Exercise input:
####
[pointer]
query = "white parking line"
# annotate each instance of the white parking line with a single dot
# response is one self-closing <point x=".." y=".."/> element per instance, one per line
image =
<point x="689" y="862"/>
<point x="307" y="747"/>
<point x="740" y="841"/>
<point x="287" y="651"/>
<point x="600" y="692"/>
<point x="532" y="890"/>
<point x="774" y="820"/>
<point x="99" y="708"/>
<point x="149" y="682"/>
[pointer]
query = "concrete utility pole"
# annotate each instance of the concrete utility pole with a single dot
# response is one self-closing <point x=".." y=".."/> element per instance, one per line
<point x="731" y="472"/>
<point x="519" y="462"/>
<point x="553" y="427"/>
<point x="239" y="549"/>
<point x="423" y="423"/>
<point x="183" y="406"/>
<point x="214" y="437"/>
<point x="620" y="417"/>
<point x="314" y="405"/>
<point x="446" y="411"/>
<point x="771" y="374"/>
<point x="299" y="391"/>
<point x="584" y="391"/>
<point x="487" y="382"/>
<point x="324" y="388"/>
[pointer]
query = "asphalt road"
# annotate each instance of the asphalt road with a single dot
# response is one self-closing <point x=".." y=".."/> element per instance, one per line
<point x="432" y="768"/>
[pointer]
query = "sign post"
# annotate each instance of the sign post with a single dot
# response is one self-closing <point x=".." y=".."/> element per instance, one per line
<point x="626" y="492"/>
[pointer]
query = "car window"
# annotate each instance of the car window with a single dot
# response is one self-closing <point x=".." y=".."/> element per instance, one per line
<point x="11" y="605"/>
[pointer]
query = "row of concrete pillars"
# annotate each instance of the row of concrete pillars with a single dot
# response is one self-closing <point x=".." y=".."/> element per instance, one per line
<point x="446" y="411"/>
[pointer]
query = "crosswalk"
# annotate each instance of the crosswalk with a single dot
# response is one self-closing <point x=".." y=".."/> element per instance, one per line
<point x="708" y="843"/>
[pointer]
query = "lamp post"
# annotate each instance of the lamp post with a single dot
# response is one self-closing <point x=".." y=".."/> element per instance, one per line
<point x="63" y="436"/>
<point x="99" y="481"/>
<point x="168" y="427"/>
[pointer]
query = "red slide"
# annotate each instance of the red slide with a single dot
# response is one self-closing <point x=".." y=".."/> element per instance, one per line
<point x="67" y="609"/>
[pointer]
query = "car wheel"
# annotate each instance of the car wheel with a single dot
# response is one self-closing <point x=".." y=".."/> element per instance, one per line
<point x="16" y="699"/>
####
Problem:
Quote every record above exactly.

Full answer:
[pointer]
query = "white parking line"
# annotate each instance of the white parking line with a single dot
# response is one self-closing <point x=".." y=".."/> element per instance, one per line
image =
<point x="689" y="862"/>
<point x="307" y="747"/>
<point x="740" y="841"/>
<point x="287" y="651"/>
<point x="600" y="692"/>
<point x="532" y="890"/>
<point x="774" y="820"/>
<point x="99" y="708"/>
<point x="149" y="682"/>
[pointer]
query = "concrete utility pole"
# annotate each instance of the concrete utility pole with a single dot
# response is one self-closing <point x=".." y=".."/> element per instance, one per line
<point x="731" y="472"/>
<point x="519" y="462"/>
<point x="553" y="427"/>
<point x="239" y="549"/>
<point x="423" y="423"/>
<point x="183" y="406"/>
<point x="214" y="437"/>
<point x="620" y="417"/>
<point x="314" y="405"/>
<point x="446" y="411"/>
<point x="771" y="374"/>
<point x="299" y="391"/>
<point x="584" y="391"/>
<point x="487" y="382"/>
<point x="324" y="388"/>
[pointer]
query = "asphalt road"
# annotate each instance of the asphalt road with a single dot
# response is one self-closing <point x=".." y=".."/> element per instance, one per line
<point x="432" y="768"/>
[pointer]
query = "sign post"
# annotate each instance of the sign post with a single dot
# response is one self-closing <point x=".." y=".."/> element per instance, one per line
<point x="626" y="492"/>
[pointer]
query = "car window"
# annotate each instance of the car window with a single dot
# response is one self-closing <point x=".." y=".."/> element per instance, one per line
<point x="11" y="605"/>
[pointer]
query = "row of concrete pillars"
# annotate each instance of the row of concrete pillars with a single dot
# response is one self-closing <point x=".." y=".."/> element per instance, one per line
<point x="446" y="411"/>
[pointer]
query = "crosswalk"
# annotate each instance of the crosswalk with a single dot
# response is one self-closing <point x=".." y=".."/> element per instance, one per line
<point x="708" y="843"/>
[pointer]
query = "lamp post"
# annotate each instance of the lamp post with a single dot
# response is one self-closing <point x=".." y=".."/> element per instance, one per line
<point x="63" y="436"/>
<point x="99" y="481"/>
<point x="168" y="427"/>
[pointer]
query = "red slide"
# annotate each instance of the red slide with a single dot
# response is one self-closing <point x=".." y=".."/> element per instance, one per line
<point x="67" y="609"/>
[pointer]
query = "car wheel"
# annotate each instance of the car wheel with a single dot
# response is one self-closing <point x=".." y=".."/> element per instance, one per line
<point x="16" y="699"/>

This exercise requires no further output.